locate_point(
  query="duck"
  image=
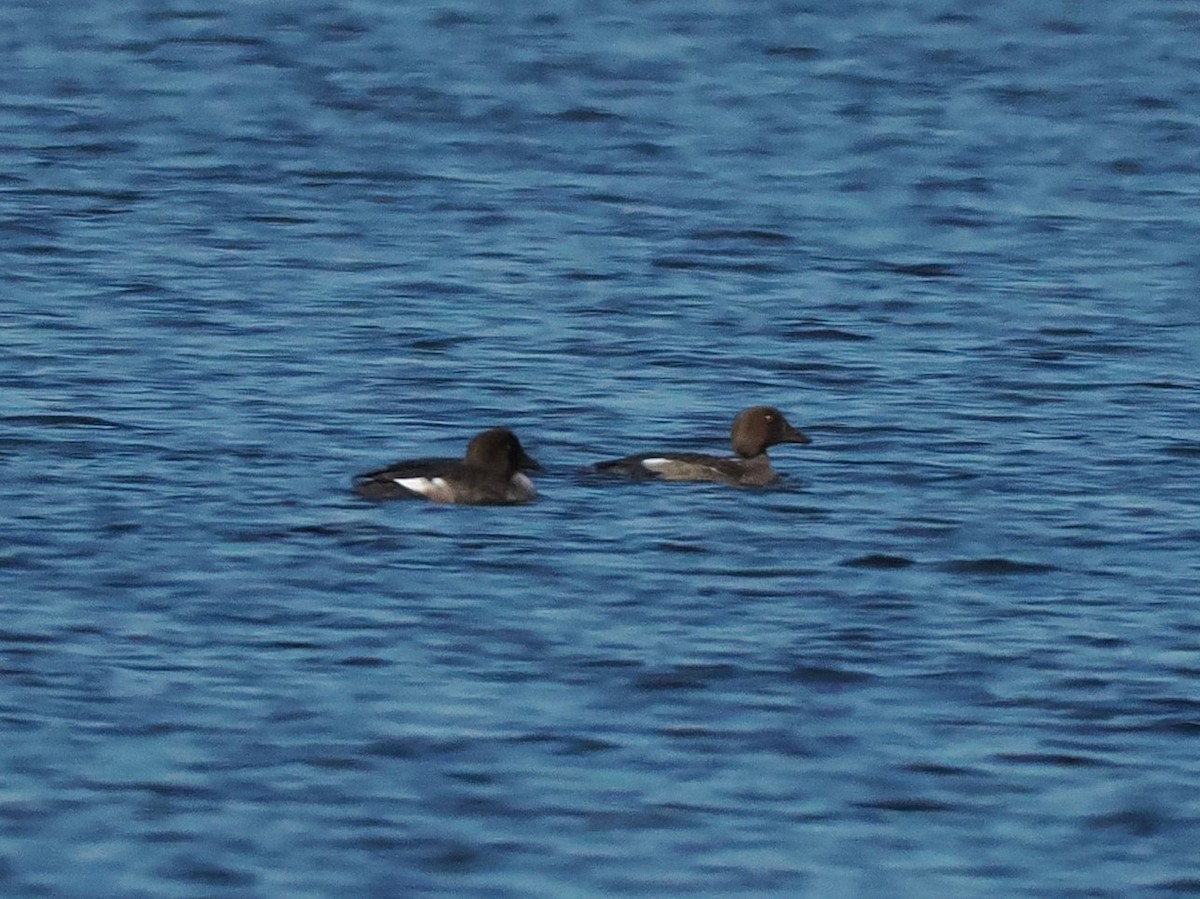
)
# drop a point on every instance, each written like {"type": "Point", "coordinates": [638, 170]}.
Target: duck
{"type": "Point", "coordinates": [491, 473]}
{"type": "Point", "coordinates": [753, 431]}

▸ WHAT YOU NEED TO DO
Rewrite the item above in full, including its request, and add 16 to each coordinate in the answer points while leaving the request and its sample point unchanged. Omit the picture.

▸ THE RESULT
locate_point(
  query="duck"
  image=
)
# drop a point on every instance, each written like {"type": "Point", "coordinates": [638, 170]}.
Target: duck
{"type": "Point", "coordinates": [507, 489]}
{"type": "Point", "coordinates": [769, 447]}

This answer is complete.